▸ **TASK SET**:
[A] Reproduce the stretch of the heart-transplant article from "High-risk patients transplanted at low-volume" through "a bigger factor.".
[B] Condense the heart-transplant article's paragraph starting "High-risk patients transplanted at low-volume centers" into a brief bulleted list that keeps its main facts.

▸ **TEXT SHOWN**:

━━━━━━━━━━━━━━━━

A new Johns Hopkins research suggests that older, sicker heart-transplant recipients are significantly more likely to be alive a year after their operations if they have their transplants at hospitals that do a large number of them annually. These patients fare less well at low-volume centers, the research shows.
The findings, to be presented May 9 at the American Association of Thoracic Surgeons' annual meeting in Philadelphia, add more support to the notion that patients do better when treated at medical centers that handle a higher number of cases similar to theirs.
"There's growing evidence throughout medicine and surgery that the volume of cases done at a given medical center has an impact on outcomes," says George J. Arnaoutakis, M.D., a general surgery resident at the Johns Hopkins University School of Medicine and the study's leader. "Transplant teams more familiar with a procedure do a better job than those that only do a handful each year."
They also ranked the 141 hospitals where the transplants took place into low-, medium- and high-volume centers. Low-volume centers did fewer than six heart transplants a year, while high-volume centers performed more than 15 annually. Just 5.4 percent of heart transplants took place at low-volume centers over that period, while more than 67 percent were done at high-volume centers.
High-risk patients transplanted at low-volume centers had a 67 percent increased risk of death after one year compared with high-risk patients transplanted at high-volume centers. Severity of condition alone did not account for the difference, which diminished among low-risk patients.
"Patients at high risk of mortality should probably only be transplanted at high-volume centers," Arnaoutakis says.
Arnaoutakis cautions that the findings should not be seen as an indictment of the training and skill of surgeons at low-volume centers. Rather, he says, the systems and infrastructure of a center doing few heart transplants are most likely a bigger factor.
"There are certain processes that may be better performed at regional centers of excellence doing more of a certain procedure," he says. "People talk about it with airline pilots — only at 10,000 hours of flying are they considered expert at flying. The experience of a center can be discussed in similar terms."
Nurses at a high-volume center, for example, may be quicker to recognize complications and intervene earlier, he says. Operating room teams might be better prepared to handle a transplant that occurs in the middle of the night.
"The more you do it, the better you become at doing it," Arnaoutakis says.

━━━━━━━━━━━━━━━━

▸ **DATA**:

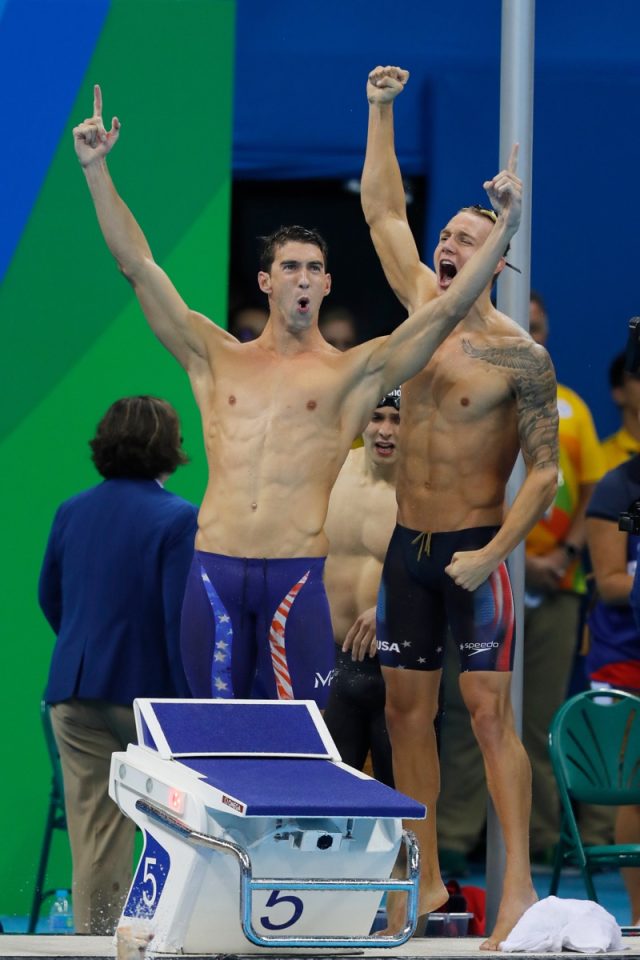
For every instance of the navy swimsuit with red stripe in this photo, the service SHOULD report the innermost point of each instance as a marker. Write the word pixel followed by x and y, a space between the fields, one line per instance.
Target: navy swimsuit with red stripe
pixel 418 601
pixel 257 628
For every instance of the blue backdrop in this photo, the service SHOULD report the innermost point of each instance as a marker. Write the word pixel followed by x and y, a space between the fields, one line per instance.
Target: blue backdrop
pixel 300 111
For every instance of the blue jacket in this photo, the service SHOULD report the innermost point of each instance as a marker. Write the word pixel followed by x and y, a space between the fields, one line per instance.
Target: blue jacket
pixel 111 586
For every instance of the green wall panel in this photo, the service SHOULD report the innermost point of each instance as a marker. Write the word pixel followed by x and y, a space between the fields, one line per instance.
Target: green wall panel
pixel 75 340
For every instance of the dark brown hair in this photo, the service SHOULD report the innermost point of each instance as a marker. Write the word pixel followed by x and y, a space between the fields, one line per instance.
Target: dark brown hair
pixel 293 234
pixel 138 437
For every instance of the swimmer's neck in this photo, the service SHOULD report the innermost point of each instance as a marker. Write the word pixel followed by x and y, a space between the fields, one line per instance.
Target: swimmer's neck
pixel 380 472
pixel 286 336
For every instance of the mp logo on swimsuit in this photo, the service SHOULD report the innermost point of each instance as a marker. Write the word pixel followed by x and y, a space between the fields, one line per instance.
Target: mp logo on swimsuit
pixel 321 681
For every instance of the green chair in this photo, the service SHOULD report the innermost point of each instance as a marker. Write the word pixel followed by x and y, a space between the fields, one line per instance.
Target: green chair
pixel 56 819
pixel 594 743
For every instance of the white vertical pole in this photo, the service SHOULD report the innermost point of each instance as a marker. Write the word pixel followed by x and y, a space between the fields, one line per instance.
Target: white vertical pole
pixel 516 126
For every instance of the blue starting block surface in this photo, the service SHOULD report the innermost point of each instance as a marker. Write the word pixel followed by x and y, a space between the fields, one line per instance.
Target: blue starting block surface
pixel 270 758
pixel 278 787
pixel 256 833
pixel 272 728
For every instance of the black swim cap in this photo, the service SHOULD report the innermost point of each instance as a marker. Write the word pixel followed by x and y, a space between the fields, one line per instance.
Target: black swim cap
pixel 391 399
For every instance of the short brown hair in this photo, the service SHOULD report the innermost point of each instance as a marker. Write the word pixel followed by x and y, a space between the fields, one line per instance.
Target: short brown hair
pixel 138 437
pixel 292 234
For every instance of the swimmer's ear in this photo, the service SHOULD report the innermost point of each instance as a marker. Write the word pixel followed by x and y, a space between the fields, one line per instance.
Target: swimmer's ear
pixel 264 281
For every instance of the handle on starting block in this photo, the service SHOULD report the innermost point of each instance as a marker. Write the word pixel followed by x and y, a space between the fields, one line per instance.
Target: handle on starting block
pixel 248 884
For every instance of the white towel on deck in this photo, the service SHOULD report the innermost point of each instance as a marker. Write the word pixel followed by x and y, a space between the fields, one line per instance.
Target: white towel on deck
pixel 554 924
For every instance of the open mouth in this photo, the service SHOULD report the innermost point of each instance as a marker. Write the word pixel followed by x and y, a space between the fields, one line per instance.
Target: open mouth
pixel 446 272
pixel 385 449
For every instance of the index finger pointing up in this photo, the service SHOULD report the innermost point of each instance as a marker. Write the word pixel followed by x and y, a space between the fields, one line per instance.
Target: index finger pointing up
pixel 97 100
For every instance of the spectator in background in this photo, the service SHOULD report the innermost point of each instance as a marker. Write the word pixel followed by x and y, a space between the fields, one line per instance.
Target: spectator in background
pixel 613 658
pixel 554 588
pixel 111 587
pixel 247 322
pixel 338 327
pixel 625 391
pixel 360 521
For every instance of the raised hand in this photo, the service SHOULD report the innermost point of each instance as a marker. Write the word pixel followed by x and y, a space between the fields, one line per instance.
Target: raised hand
pixel 91 140
pixel 505 190
pixel 385 83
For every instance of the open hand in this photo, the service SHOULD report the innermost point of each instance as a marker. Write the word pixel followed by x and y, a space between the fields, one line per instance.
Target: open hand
pixel 91 140
pixel 505 190
pixel 361 638
pixel 385 83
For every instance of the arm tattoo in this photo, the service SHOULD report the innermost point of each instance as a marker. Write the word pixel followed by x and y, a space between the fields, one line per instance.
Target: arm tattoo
pixel 535 388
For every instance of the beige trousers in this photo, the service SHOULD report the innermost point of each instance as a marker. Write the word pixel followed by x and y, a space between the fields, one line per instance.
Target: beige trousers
pixel 87 733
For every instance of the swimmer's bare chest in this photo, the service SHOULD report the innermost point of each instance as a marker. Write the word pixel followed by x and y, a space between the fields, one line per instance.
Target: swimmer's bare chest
pixel 257 413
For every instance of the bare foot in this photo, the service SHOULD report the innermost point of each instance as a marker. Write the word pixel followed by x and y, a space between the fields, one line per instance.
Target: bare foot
pixel 132 941
pixel 511 909
pixel 430 898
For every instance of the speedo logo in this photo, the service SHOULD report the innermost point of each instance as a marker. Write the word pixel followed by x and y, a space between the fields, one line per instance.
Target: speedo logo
pixel 480 647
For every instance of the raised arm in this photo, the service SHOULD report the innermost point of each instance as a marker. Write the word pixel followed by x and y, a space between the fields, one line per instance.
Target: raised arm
pixel 535 387
pixel 383 197
pixel 178 327
pixel 411 345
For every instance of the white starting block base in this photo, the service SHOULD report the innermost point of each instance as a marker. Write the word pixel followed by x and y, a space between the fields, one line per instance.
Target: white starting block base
pixel 256 835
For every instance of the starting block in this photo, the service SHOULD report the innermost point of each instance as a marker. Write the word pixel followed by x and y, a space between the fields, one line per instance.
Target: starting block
pixel 255 833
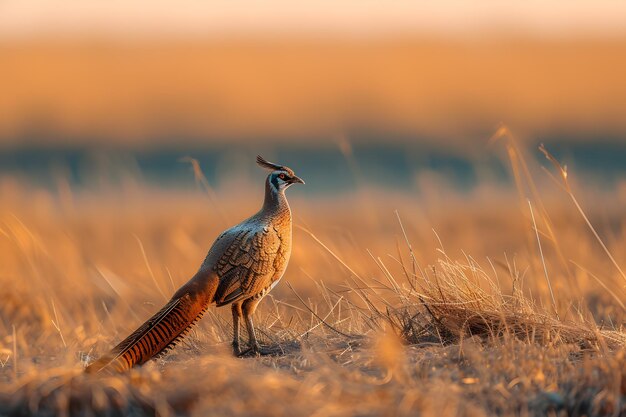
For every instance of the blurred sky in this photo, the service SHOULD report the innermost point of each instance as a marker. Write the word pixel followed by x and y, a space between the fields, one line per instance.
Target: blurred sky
pixel 431 80
pixel 316 17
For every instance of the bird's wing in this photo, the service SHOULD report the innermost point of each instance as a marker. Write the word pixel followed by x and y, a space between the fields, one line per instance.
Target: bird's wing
pixel 247 265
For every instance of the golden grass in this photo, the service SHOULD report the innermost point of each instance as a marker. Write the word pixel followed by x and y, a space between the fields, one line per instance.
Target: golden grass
pixel 370 319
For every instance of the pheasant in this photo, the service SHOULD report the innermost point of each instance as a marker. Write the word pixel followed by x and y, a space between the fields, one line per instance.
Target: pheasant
pixel 243 265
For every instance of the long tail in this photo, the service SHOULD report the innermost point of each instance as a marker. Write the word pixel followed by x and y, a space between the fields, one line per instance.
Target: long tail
pixel 156 336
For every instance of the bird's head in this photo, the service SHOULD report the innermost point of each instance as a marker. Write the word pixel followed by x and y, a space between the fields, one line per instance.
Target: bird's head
pixel 281 176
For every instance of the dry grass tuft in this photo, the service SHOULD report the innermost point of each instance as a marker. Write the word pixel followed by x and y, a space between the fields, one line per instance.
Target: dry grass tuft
pixel 509 330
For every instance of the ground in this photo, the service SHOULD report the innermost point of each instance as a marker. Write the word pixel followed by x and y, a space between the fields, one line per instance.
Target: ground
pixel 393 304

━━━━━━━━━━━━━━━━

▸ **TASK-BY-TASK OUTPUTS**:
[A]
High-risk patients transplanted at low-volume centers had a 67 percent increased risk of death after one year compared with high-risk patients transplanted at high-volume centers. Severity of condition alone did not account for the difference, which diminished among low-risk patients.
"Patients at high risk of mortality should probably only be transplanted at high-volume centers," Arnaoutakis says.
Arnaoutakis cautions that the findings should not be seen as an indictment of the training and skill of surgeons at low-volume centers. Rather, he says, the systems and infrastructure of a center doing few heart transplants are most likely a bigger factor.

[B]
- High-risk patients transplanted at low-volume centers had a 67 percent higher risk of death after one year than high-risk patients at high-volume centers.
- Severity of condition alone did not account for the difference.
- The difference diminished among low-risk patients.